- [What you have to do]:
Please turn every line of the rows below into a JSON list of strings, one string per line, skipping blank lines and leaving out the pictures.

start

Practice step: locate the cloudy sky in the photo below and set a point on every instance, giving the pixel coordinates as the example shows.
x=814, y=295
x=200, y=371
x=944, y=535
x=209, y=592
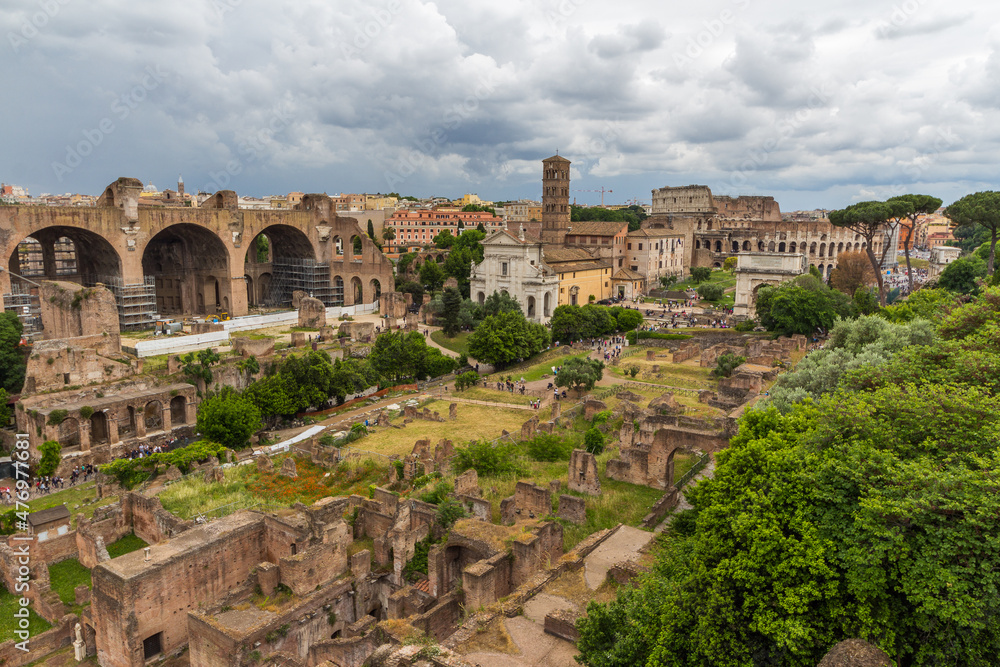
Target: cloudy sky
x=817, y=104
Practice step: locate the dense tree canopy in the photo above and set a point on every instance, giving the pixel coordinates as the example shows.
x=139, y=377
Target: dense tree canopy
x=980, y=209
x=228, y=418
x=801, y=306
x=960, y=276
x=506, y=338
x=869, y=511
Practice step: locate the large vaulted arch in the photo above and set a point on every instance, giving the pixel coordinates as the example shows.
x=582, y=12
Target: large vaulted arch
x=190, y=266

end

- [Solution to this problem]:
[
  "Practice step: locate the cloudy sky in the photo below and set a point on every instance, giving the pixel coordinates as the example shows.",
  "x=814, y=295",
  "x=200, y=371",
  "x=944, y=535",
  "x=209, y=592",
  "Target: cloudy sky",
  "x=817, y=104",
  "Practice step: locate the dense tree canopy in the photo above and set a point on every instance, giving the pixel coordinates as the example shows.",
  "x=139, y=377",
  "Target: dense tree canopy",
  "x=980, y=209",
  "x=228, y=418",
  "x=801, y=306",
  "x=960, y=276",
  "x=506, y=338",
  "x=869, y=511",
  "Practice step: locate the large vaulted arch in the photo above and set a point on every instance, giving the pixel coordinates as the example shows.",
  "x=582, y=12",
  "Target: large vaulted arch",
  "x=190, y=266"
]